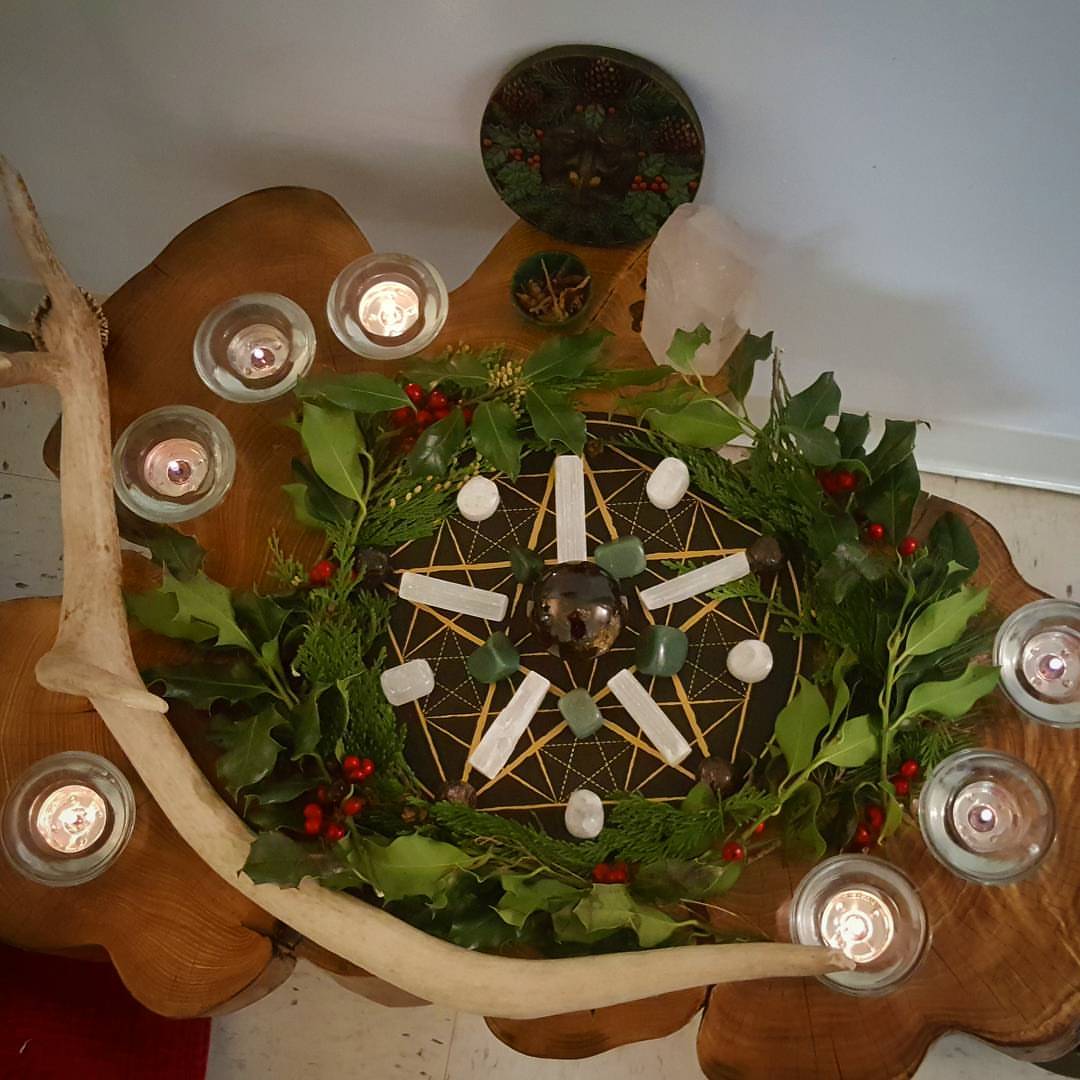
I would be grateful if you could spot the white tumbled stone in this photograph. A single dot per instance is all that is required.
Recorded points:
(407, 682)
(494, 750)
(584, 814)
(477, 499)
(650, 717)
(451, 596)
(710, 576)
(751, 660)
(669, 483)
◇ ◇ ◇ ◇
> _Problem to work on_
Please print out the entries above exactly. The pictures stay out.

> _Solution for this exercise_
I would be grateful if you could spot the white tumbled stone in this photograph. A single dot per instance is all that is required.
Recorded points:
(407, 682)
(494, 750)
(584, 814)
(477, 499)
(650, 717)
(451, 596)
(710, 576)
(751, 660)
(669, 483)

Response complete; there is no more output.